## Begin

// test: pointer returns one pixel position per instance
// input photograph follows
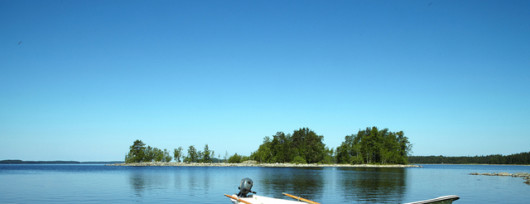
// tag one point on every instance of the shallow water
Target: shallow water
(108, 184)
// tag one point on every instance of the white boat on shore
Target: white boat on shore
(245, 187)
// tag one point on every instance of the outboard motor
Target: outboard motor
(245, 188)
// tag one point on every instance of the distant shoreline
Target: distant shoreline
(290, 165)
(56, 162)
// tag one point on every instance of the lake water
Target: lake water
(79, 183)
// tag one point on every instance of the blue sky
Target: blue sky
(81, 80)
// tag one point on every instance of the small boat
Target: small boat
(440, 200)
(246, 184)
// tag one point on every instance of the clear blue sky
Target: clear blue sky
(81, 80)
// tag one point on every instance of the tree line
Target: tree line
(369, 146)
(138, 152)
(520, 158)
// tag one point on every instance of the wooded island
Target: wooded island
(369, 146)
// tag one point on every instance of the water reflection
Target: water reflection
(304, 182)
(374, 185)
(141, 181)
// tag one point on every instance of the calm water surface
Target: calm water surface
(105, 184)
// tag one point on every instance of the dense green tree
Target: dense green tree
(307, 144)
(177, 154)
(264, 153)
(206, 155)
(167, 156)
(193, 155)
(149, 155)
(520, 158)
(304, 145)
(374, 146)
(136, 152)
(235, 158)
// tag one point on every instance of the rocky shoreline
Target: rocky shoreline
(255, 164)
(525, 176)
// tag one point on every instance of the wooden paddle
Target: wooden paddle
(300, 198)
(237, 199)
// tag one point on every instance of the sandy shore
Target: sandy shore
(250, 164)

## End

Goal:
Reproduce all of the material above verbatim, line for line, and omit the picture.

The result:
// test: pointer returns one pixel position per instance
// input photograph follows
// tag one point on every instance of the shallow water
Target: shallow water
(108, 184)
// tag one point on every instance of the white boat on shore
Target: white boat on shore
(245, 187)
// tag one point on every instance of the outboard motor
Target: outboard motor
(245, 188)
// tag one point on every instance of the distant shoreline
Target: distant shoreline
(290, 165)
(56, 162)
// tag one point on every instance of the lake water
Target: lake water
(79, 183)
// tag one point on every instance of the blue sky
Target: blue sky
(81, 80)
// tag one point on every instance of the small boat
Target: small boat
(440, 200)
(246, 184)
// tag one point on every instance of the clear blue sky
Target: clear blue sky
(81, 80)
// tag one point on every instance of the tree line
Target: tree line
(369, 146)
(138, 152)
(520, 158)
// tag one point on every instance of the wooded island
Target: wooded island
(369, 146)
// tag one point on every instance of the water reflection
Target: water reflection
(304, 182)
(374, 185)
(141, 181)
// tag one point on every instance of the calm water surface
Target: calm water surface
(105, 184)
// tag one point on every instance of the dense green tree
Target: dense green tree
(307, 144)
(177, 154)
(264, 153)
(206, 155)
(167, 156)
(193, 155)
(149, 155)
(520, 158)
(304, 145)
(374, 146)
(136, 152)
(235, 158)
// tag one point on every instance of the rocky shoreline
Target: rocky shoreline
(255, 164)
(525, 176)
// tag one point on every instance of the wooden paddle
Target: wooden paddle
(300, 198)
(237, 199)
// tag one point on every instance of the sandy shore
Target: sandy shore
(250, 164)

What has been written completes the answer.